(PROBLEM DESCRIPTION): Rewrite the lines below as a numbered list, leaving out any blank lines.

(RECORDS):
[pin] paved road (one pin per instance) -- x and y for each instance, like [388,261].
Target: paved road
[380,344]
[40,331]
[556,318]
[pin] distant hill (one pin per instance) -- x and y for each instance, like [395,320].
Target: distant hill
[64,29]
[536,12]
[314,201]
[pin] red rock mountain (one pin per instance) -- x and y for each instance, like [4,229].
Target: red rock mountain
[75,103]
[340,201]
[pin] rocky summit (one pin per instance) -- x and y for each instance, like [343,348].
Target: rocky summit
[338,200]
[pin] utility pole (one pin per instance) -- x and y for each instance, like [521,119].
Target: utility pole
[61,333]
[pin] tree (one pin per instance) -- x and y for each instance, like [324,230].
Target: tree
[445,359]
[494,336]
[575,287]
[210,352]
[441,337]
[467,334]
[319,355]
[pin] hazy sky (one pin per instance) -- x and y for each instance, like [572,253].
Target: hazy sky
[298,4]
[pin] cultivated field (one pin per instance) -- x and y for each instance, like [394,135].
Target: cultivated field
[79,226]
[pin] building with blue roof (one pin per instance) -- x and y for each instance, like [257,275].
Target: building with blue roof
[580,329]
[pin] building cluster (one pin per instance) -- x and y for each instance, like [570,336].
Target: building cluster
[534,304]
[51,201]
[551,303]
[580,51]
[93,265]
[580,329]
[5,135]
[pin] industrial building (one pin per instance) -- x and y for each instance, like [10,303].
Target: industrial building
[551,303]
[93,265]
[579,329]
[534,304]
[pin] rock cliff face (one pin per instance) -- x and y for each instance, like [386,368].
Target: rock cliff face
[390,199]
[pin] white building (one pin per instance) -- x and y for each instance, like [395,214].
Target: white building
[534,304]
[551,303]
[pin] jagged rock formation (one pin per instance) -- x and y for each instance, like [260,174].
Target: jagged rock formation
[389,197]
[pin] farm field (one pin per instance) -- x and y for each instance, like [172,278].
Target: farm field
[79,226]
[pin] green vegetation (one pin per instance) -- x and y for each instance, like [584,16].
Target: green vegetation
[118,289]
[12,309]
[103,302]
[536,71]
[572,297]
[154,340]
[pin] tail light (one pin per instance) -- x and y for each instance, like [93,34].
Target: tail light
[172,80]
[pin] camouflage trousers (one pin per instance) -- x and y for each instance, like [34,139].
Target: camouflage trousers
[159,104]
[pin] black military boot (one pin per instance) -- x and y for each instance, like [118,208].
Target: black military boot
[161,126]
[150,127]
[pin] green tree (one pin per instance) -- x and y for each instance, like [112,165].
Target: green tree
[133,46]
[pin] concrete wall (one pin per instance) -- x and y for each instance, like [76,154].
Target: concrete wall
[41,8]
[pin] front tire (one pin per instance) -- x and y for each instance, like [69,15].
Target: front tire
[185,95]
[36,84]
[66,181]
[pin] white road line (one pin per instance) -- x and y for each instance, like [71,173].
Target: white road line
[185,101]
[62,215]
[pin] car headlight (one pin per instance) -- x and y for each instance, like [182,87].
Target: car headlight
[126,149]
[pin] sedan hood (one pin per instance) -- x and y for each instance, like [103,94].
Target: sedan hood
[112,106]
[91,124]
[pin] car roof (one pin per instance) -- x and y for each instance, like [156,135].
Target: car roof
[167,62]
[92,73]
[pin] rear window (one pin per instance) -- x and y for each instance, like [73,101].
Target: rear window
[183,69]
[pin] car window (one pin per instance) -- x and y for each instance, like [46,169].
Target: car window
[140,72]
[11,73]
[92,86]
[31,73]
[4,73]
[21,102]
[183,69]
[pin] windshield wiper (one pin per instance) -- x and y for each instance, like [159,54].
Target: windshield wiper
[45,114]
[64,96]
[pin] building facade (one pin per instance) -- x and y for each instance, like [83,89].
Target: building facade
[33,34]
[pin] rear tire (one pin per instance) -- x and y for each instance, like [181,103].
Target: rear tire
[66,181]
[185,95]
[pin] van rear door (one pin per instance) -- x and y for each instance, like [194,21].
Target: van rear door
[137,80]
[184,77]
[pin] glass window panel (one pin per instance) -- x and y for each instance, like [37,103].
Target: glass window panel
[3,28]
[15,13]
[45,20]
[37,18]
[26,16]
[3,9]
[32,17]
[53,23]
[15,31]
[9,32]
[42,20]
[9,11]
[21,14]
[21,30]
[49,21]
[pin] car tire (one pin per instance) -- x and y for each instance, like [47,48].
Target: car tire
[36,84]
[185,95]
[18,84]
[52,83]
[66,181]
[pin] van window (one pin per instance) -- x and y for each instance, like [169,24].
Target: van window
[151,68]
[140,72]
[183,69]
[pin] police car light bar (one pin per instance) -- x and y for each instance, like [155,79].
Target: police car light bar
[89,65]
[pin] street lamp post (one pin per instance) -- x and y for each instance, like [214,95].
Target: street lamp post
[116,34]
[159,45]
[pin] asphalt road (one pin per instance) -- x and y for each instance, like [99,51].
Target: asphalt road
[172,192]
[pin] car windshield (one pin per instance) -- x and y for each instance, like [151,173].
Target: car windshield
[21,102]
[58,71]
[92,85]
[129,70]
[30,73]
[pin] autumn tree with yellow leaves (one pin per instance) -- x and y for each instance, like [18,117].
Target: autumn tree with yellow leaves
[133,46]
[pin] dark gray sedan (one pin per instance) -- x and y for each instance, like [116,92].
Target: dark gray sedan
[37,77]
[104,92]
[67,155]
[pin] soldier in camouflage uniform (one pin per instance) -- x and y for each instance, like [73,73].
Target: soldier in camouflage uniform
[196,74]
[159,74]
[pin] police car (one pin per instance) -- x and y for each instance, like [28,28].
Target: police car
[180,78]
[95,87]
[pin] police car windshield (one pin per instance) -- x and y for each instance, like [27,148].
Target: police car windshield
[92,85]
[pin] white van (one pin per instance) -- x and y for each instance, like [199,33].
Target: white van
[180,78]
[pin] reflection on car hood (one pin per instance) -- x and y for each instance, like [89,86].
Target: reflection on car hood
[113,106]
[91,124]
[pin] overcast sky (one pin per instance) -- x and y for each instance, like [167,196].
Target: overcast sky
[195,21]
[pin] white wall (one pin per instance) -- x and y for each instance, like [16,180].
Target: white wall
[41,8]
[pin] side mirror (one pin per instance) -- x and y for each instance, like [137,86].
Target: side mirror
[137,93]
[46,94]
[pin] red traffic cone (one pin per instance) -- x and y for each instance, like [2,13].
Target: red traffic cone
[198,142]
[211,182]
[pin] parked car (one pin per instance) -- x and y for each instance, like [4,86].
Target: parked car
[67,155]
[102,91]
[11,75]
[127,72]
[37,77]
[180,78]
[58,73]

(REPLY TO THE TASK):
1. [pin] paved road (one pin per instance) -- x and y for each instance, like [388,261].
2. Target: paved road
3. [380,344]
4. [40,331]
5. [556,318]
6. [pin] distant hill (one pin per instance) -- x and y for each instance, like [395,320].
7. Target: distant hill
8. [64,29]
9. [536,12]
10. [314,201]
11. [pin] red rock mountain (one pin per instance) -- x and y for each instance, like [4,229].
12. Target: red rock mountain
13. [75,103]
14. [340,201]
15. [pin] rocky summit (one pin per instance) -- x and y for each instance, like [343,348].
16. Target: rocky summit
17. [338,200]
18. [pin] utility pole (one pin per instance) -- x and y for each instance, like [521,119].
19. Target: utility pole
20. [61,333]
21. [pin] tree (one pin per instance) -- x and y for each instance, like [324,230].
22. Target: tree
23. [445,359]
24. [494,336]
25. [575,287]
26. [210,352]
27. [441,337]
28. [467,334]
29. [319,355]
30. [pin] hazy sky (one pin per instance) -- x and y for each instance, like [572,253].
31. Target: hazy sky
32. [298,4]
33. [pin] cultivated field (one pin per instance) -- x and y for each instance, like [394,135].
34. Target: cultivated field
35. [79,226]
36. [pin] building with blue roof (one pin per instance) -- x and y for each instance, like [257,275].
37. Target: building with blue roof
38. [580,329]
39. [pin] building cluster (one pin per instance) -- x and y for each instance, like [570,336].
40. Target: building cluster
41. [534,304]
42. [51,201]
43. [551,303]
44. [580,51]
45. [93,265]
46. [580,329]
47. [5,135]
48. [pin] industrial building (one pin per instance) -- x and y for each instance, like [10,303].
49. Target: industrial building
50. [551,303]
51. [93,265]
52. [579,329]
53. [534,304]
54. [pin] rock cliff face (one pin per instance) -- x and y for each instance, like [386,368].
55. Target: rock cliff face
56. [390,199]
57. [pin] white building (one pin per instance) -- x and y for each instance, like [395,214].
58. Target: white building
59. [534,304]
60. [551,303]
61. [pin] jagged rock formation (one pin per instance) -- x and y for each instance, like [260,174].
62. Target: jagged rock formation
63. [389,197]
64. [pin] farm field (one pin per instance) -- x and y for each instance, like [172,278].
65. Target: farm field
66. [79,226]
67. [pin] green vegetation (one pin per instance) -- x and y for each instance, like [584,16].
68. Target: green vegetation
69. [118,289]
70. [12,309]
71. [103,302]
72. [536,71]
73. [572,297]
74. [154,340]
75. [pin] tail light (one pin per instance) -- x and y for each instance, like [93,34].
76. Target: tail light
77. [172,80]
78. [pin] camouflage trousers (one pin per instance) -- x and y for each instance, like [34,139].
79. Target: camouflage trousers
80. [159,104]
81. [pin] black military boot (one pin per instance) -- x and y for each instance, like [118,208].
82. Target: black military boot
83. [161,126]
84. [150,127]
85. [pin] green tree (one pin per instance) -- x and y for each instance, like [112,165].
86. Target: green tree
87. [133,46]
88. [pin] concrete wall (one pin per instance) -- x and y for each instance, like [76,154].
89. Target: concrete wall
90. [41,8]
91. [pin] front tire (one pin per instance) -- x and y for each instance, like [69,15].
92. Target: front tire
93. [185,95]
94. [36,84]
95. [66,181]
96. [pin] white road line (one pin per instance) -- x and y for each instance, like [71,173].
97. Target: white road line
98. [185,101]
99. [62,215]
100. [pin] car headlight (one pin per instance) -- x and y for each instance, like [182,87].
101. Target: car headlight
102. [126,149]
103. [pin] sedan hood (one pin per instance) -- x and y for each instance, like [103,94].
104. Target: sedan hood
105. [112,106]
106. [91,124]
107. [pin] car roof (one pin per instance) -- x and y for each instance, like [156,135].
108. Target: car roof
109. [167,62]
110. [92,73]
111. [pin] rear window (one pin per instance) -- x and y for each instance, like [73,101].
112. Target: rear window
113. [183,69]
114. [pin] car window (one pin per instance) -- x and y for each instance, like [46,169].
115. Target: car window
116. [140,72]
117. [11,73]
118. [92,86]
119. [31,73]
120. [4,73]
121. [21,102]
122. [183,69]
123. [pin] windshield wiper (one pin per instance) -- x and y for each instance, like [159,54].
124. Target: windshield wiper
125. [45,114]
126. [64,96]
127. [pin] building facade (one pin per instance) -- x and y for each instance, like [83,89].
128. Target: building facade
129. [33,34]
130. [pin] rear tire (one pin per instance) -- x and y for each instance, like [181,103].
131. Target: rear tire
132. [66,181]
133. [185,95]
134. [pin] van rear door (one pin per instance) -- x and y for each instance, like [194,21].
135. Target: van rear door
136. [137,80]
137. [184,77]
138. [pin] glass window panel (one pin per instance) -- x and y for each instance, like [37,103].
139. Target: glass window panel
140. [3,28]
141. [15,13]
142. [45,20]
143. [37,18]
144. [26,16]
145. [3,9]
146. [32,17]
147. [53,23]
148. [15,31]
149. [9,32]
150. [42,20]
151. [9,11]
152. [21,14]
153. [21,30]
154. [49,21]
155. [pin] car tire (one pin per instance) -- x and y for each instance, like [47,48].
156. Target: car tire
157. [36,84]
158. [185,95]
159. [18,84]
160. [52,83]
161. [66,181]
162. [pin] van window (one pin per instance) -- x and y for each instance, like [169,24].
163. Target: van window
164. [151,68]
165. [140,72]
166. [183,69]
167. [pin] police car light bar (one pin per instance) -- x and y for each instance, like [155,79].
168. Target: police car light bar
169. [89,65]
170. [pin] street lamp post (one pin per instance) -- x and y for each instance, like [214,95].
171. Target: street lamp post
172. [116,34]
173. [159,45]
174. [pin] asphalt road (one pin per instance) -- x and y for each instance, like [99,51].
175. Target: asphalt road
176. [172,192]
177. [pin] car windshield (one pin per instance) -- x and y for each instance, like [151,173].
178. Target: car windshield
179. [21,102]
180. [58,71]
181. [92,85]
182. [129,70]
183. [30,73]
184. [pin] autumn tree with yellow leaves (one pin per instance) -- x and y for each instance, like [18,117].
185. Target: autumn tree with yellow leaves
186. [133,46]
187. [pin] dark gray sedan (one pin per instance) -- x and y for each instance, like [116,92].
188. Target: dark gray sedan
189. [37,77]
190. [104,92]
191. [67,155]
192. [pin] soldier in camouflage uniform (one pin per instance) -- x and y for each instance, like [73,73].
193. Target: soldier in camouflage uniform
194. [196,74]
195. [159,74]
196. [pin] police car (one pin per instance) -- x and y for each instance, like [28,28].
197. Target: police car
198. [180,78]
199. [95,87]
200. [pin] police car windshield (one pin per instance) -- x and y for each instance, like [27,148].
201. Target: police car windshield
202. [92,85]
203. [pin] white van (one pin per instance) -- x and y for each instance, like [199,33].
204. Target: white van
205. [180,78]
206. [pin] reflection on car hood (one pin per instance) -- x and y for each instance, like [89,86].
207. Target: reflection on car hood
208. [113,106]
209. [91,124]
210. [pin] overcast sky (one pin per instance) -- x and y for each instance, like [167,196].
211. Target: overcast sky
212. [195,21]
213. [pin] white wall (one pin per instance) -- x and y for each instance, like [16,180].
214. Target: white wall
215. [41,8]
216. [pin] side mirror (one pin per instance) -- x and y for each instance, like [137,86].
217. Target: side mirror
218. [137,93]
219. [46,94]
220. [pin] red traffic cone (one pin per instance) -- x and y for each instance, like [2,13].
221. Target: red traffic cone
222. [198,142]
223. [211,182]
224. [pin] parked car (one pin per instance) -- x and y for each instance, like [4,86].
225. Target: parked car
226. [67,155]
227. [102,91]
228. [11,75]
229. [127,72]
230. [37,77]
231. [180,78]
232. [58,73]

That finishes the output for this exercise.